== RECORDS TO USE
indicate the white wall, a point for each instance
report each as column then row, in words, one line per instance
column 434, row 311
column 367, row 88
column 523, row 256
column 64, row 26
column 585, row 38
====
WHAT YOU WILL DO - Reproduce all the records. Keep them exact, please.

FINAL ANSWER -
indicate the white wall, a point for each instance
report each as column then row, in words, one line per instance
column 434, row 311
column 367, row 88
column 523, row 256
column 64, row 26
column 585, row 38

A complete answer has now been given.